**WORK TO COMPLETE:**
Extract exactly and only the lines of the data below, starting at the line with "Target: white flower bud" and stopping after the final line.
........
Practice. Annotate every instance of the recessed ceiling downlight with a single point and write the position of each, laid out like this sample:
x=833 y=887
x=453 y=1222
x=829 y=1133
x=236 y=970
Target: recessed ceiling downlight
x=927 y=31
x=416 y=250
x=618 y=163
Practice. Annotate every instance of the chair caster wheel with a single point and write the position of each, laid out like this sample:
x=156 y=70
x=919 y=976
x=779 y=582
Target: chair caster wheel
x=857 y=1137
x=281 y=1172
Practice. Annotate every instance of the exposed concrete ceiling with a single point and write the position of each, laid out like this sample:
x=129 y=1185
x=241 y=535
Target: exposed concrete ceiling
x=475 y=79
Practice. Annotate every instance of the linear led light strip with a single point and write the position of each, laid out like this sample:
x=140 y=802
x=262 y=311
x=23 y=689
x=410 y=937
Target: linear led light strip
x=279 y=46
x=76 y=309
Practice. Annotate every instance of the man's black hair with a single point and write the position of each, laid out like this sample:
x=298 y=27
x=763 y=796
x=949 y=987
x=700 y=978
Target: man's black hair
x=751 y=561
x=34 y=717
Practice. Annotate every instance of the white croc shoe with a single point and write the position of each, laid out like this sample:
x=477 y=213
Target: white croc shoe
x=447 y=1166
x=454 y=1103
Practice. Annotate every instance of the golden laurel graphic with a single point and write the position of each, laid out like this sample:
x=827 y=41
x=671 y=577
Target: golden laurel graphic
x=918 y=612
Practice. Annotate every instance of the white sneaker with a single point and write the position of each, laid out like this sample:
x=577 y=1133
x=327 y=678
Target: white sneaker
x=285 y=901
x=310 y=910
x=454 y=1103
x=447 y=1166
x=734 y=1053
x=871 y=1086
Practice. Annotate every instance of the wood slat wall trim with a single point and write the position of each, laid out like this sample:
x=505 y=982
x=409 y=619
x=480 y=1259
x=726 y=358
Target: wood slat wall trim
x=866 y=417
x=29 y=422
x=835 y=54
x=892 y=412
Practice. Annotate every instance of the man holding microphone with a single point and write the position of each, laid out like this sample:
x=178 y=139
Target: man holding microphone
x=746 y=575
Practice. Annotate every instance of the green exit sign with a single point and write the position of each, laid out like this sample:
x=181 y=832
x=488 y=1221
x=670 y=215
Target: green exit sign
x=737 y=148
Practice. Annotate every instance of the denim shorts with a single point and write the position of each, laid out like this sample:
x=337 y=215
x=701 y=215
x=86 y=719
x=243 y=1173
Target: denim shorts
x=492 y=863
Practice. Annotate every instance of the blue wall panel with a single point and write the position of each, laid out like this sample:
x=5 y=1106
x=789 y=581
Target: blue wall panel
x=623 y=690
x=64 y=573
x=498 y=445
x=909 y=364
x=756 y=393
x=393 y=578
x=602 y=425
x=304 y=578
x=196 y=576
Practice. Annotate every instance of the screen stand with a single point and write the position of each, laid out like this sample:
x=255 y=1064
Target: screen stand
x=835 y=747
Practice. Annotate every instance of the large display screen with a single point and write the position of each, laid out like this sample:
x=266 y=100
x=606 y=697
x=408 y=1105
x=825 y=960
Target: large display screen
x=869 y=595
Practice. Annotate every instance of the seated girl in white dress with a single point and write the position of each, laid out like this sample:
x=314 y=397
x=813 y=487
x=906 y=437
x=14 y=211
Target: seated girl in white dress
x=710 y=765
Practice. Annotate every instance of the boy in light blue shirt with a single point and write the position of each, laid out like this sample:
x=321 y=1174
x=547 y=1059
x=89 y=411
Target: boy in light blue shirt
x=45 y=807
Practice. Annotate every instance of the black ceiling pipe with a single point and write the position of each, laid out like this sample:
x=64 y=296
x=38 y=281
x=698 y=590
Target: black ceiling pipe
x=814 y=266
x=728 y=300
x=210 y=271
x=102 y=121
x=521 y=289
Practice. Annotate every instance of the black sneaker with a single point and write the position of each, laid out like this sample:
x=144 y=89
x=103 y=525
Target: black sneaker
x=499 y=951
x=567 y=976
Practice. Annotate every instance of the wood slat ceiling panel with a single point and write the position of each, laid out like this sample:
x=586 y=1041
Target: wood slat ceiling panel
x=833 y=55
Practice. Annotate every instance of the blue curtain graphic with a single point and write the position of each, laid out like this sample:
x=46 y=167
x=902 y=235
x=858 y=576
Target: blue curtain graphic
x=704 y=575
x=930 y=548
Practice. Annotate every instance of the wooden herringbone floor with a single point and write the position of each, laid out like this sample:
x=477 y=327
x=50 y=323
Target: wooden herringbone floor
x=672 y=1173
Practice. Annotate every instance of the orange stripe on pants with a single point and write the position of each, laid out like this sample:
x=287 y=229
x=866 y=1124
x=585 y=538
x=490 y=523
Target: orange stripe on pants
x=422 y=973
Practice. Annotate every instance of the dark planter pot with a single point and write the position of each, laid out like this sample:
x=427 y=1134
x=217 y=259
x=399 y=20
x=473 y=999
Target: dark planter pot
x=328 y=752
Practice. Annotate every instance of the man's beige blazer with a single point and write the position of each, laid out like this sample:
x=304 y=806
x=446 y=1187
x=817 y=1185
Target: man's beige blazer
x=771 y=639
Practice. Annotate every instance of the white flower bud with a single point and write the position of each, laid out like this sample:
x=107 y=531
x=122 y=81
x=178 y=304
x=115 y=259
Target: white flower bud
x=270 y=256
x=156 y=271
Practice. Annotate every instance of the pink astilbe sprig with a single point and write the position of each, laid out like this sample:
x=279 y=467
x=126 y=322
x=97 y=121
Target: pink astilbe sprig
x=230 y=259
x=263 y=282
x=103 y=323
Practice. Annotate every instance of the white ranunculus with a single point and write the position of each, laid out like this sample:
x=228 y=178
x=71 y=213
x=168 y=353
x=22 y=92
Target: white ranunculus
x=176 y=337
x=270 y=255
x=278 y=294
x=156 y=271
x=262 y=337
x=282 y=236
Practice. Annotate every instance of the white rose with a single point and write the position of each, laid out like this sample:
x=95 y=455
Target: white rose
........
**WRITTEN ANSWER:**
Target: white flower bud
x=270 y=256
x=156 y=271
Practice. Annotate every instance of the pink astilbe sprig with a single point and write the position of each, laid out like this sample:
x=279 y=467
x=126 y=322
x=97 y=121
Target: pink astilbe sprig
x=230 y=259
x=263 y=282
x=103 y=323
Practice. Annotate every instance of the white ranunculus with a single point and write the position of each, laid out like this sample:
x=228 y=178
x=71 y=213
x=168 y=353
x=22 y=92
Target: white ranunculus
x=176 y=337
x=270 y=255
x=278 y=294
x=156 y=271
x=262 y=337
x=282 y=236
Practice. Annotate every instance of the white rose with a single point and write the position of each, laid out like this sample:
x=95 y=455
Target: white rose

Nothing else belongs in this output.